▶ [Consignes]:
1 - Traduisez en anglais cette phrase du texte sur le meeting du stade du 26 Mars : « Ce n’est pas la forte mobilisation à ce meeting qui nous inquiète. »
2 - Dans le texte sur le meeting du stade du 26 Mars, modifiez le passage qui commence par « Plus de 60.000 » et se termine par « Premier ministre ! » : mettez « rassemblement » à la place de « meeting ».

▶ [Extrait du texte]:
.....
Avec ses 50 000 places assises, le Stade du 26 Mars de Yirimadio a refusé du monde le dimanche 10 février 2019. Les fidèles des différentes associations musulmanes et des leaders religieux ainsi que des individus mobilisés par l’opposition ont répondu présents par milliers à l’appel du président du Haut Conseil islamique (HCI). On pouvait lire sur les pancartes «stop à la démagogie de la France» ou encore «oui à la peine de mort» et «oui à une bonne gouvernance». Loin d’être une rencontre de «prière» pour le pays, comme prêché par l’imam Mahmoud Dicko, le meeting a vite glissé sur le terrain politique avec l’exigence de la démission du Premier ministre qui le dérange visiblement, lui et son allié de circonstance, l’énigmatique Chérif Bouyé Haïdara de Nioro.
Plus de 60.000 personnes au Stade du 26 mars de Bamako pour «prier pour le Mali et interpeller le gouvernement». Ce n’est pas la forte mobilisation à ce meeting qui nous inquiète. Mais, l’exploitation politicienne qui a été faite d’une action supposée être juste un devoir religieux. Visiblement, le meeting de dimanche n’avait qu’un seul objectif : contraindre le président Ibrahim Boubacar Kéita à démettre Soumeylou Boubèye Maïga de son poste de Premier ministre !
.....
▶ [Données sources]:
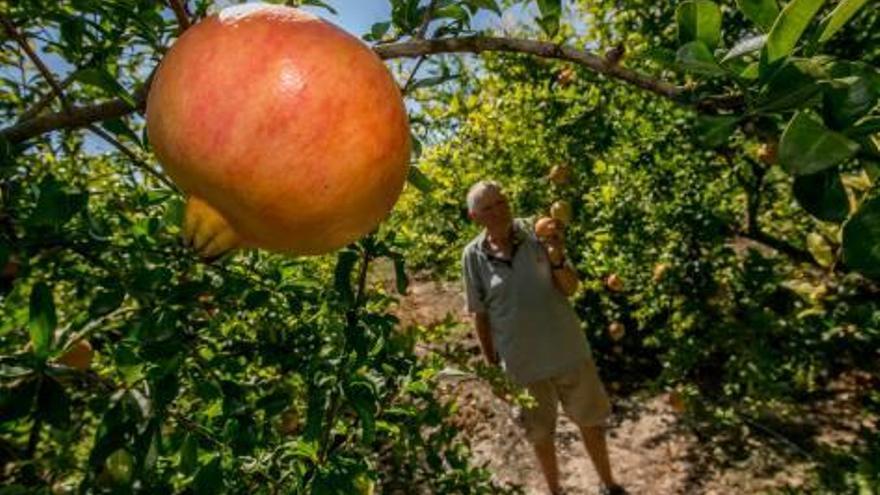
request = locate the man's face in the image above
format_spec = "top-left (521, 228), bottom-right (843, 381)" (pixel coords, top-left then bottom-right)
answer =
.....
▶ [Réponses par consigne]:
1 - It is not the strong turnout at this meeting that worries us.

2 -
Plus de 60.000 personnes au Stade du 26 mars de Bamako pour «prier pour le Mali et interpeller le gouvernement». Ce n’est pas la forte mobilisation à ce rassemblement qui nous inquiète. Mais, l’exploitation politicienne qui a été faite d’une action supposée être juste un devoir religieux. Visiblement, le rassemblement de dimanche n’avait qu’un seul objectif : contraindre le président Ibrahim Boubacar Kéita à démettre Soumeylou Boubèye Maïga de son poste de Premier ministre !